** begin Selected text **

Seabird - - "Let Me Go On" - Till We See The Shore
Cari Clara - - "Wide Awake" - You Better Run EP
Ryan Smith - - "Fifteen Minutes" - Neil Avenue
Pomegranates - - "Nursery Magic" - Two Eyes EP
Caterpillar Tracks - - "Slippery Slope" - Scrape The Summer EP

Wednesday, November 7, 2007

oh yeah...

Speaking of CMJ. I didn't realize until now that music writer Eric Davidson had a staff blog for CMJ. I have now included that among my links to the right.
As much as I loath the culture of New York's indie rock masses, I figure if anyone can shoot me straight it would be a former Ohio man and lead singer of the New Bomb Turks...

CMJ on Wussy

Just saw this CMJ review of Wussy's new CD, as penned by a former Columbus ex-patriot...

WUSSY: Left For Dead
By Eric Davidson

The sweetly sullen sentiments of this Cincinnati band may flow from co-singer Chuck Cleaver's hangover as the leader of one of the most enormously overlooked bands of the early '90s indie rock groundswell: the Ass Ponys. But those days seem comfortably behind him on this, the second and best Wussy album. He's since regenerated his love of grabby college rock-cum-southern Ohio porch strumming with surprisingly focused songwriting and gal/guy vocal weaving. Where the Ass Ponys' melancholia was swaddled in frayed flannel, Wussy slowly unbuttons a sluggishly sexier surrender. And it isn't just the two purty gurl faces in Wussy that bring the mournful beauty of the melodies to the fore. Gorgeously rumpled ruminations like "Mayflies" and "Sun Giant Says Hey" are given their odd attraction as much by Cleaver's high warble as those pretty chords. And if, for fleeting seconds, Left makes one wonder if there is a radio program called Alternative Adult Contemporary, charming chuggers like "Killer Trees" and "What's-His-Name" feel downright forthright in their determination to craft transcendence out of the doomed fate of anyone tagged simply an "indie pop band" anymore. Then a song like "Melody Ranch" brings it all back around to the autumnal jangle that so populated the left end of the radio dial back in the first Bush era. But a lot has happened since, which is why the lyrics dole out the kind of reflective, slightly bitter, more than slightly surreal lyrics that many might think were Guided By Voices, but have been an Ohio scruff-pop standard since Scrawl's also-lost classics of college-town desire, dashed dreams and draft beer.

Tracklist For Left For Dead:
01. Trail Of Sadness
02. Rigor Mortis
03. Mayflies
04. Millie Christine
05. Killer Trees
06. Jonah
07. What's-His-Name
08. Tiny Spiders
09. Sun Giant Says Hey
10. God's Camaro
11. Melody Ranch
12. Vivian Girls

Midwest Round Up!

** end Selected text **

Using the music blog excerpt, answer these:
1. Of which band was Eric Davidson the lead singer?
2. What was the name of Chuck Cleaver's band in the early '90s?
3. What number does "God's Camaro" have in the tracklist for Left For Dead?

** begin Stored rows **

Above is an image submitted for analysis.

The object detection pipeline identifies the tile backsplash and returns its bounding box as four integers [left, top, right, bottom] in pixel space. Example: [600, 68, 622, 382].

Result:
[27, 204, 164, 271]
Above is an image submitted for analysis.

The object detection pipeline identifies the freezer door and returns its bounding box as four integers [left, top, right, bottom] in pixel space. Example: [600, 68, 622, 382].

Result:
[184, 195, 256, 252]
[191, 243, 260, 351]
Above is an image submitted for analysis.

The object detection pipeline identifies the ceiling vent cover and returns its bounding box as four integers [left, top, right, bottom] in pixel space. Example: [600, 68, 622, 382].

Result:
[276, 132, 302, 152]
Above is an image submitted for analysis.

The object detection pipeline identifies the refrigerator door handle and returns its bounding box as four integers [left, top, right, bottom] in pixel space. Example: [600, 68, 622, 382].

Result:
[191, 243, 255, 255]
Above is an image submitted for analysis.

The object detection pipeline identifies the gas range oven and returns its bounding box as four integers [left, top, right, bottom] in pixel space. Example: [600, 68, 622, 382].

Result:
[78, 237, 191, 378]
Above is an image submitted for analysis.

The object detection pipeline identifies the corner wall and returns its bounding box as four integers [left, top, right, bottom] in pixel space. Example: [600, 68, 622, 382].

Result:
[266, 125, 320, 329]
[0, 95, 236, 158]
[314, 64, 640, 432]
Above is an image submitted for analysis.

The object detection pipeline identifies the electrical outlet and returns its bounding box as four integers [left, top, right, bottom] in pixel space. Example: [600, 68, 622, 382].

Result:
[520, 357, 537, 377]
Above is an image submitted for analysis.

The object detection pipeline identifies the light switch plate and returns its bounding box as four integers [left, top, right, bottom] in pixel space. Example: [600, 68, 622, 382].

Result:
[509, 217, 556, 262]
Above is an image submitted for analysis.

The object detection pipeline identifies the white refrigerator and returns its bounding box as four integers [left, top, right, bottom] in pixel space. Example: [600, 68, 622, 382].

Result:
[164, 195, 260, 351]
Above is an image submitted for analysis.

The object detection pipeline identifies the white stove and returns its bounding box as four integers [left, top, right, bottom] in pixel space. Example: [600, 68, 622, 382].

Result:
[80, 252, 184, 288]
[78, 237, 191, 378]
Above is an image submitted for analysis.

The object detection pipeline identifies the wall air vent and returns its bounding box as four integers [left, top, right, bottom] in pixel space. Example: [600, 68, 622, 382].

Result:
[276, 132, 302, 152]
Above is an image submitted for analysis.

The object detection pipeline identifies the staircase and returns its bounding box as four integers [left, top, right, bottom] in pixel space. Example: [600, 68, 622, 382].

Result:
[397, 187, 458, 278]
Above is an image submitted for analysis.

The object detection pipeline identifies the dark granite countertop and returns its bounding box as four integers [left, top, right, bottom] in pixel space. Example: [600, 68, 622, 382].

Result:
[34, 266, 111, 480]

** end Stored rows **

◆ Problem solution
1. The New Bomb Turks.
2. The Ass Ponys.
3. 10.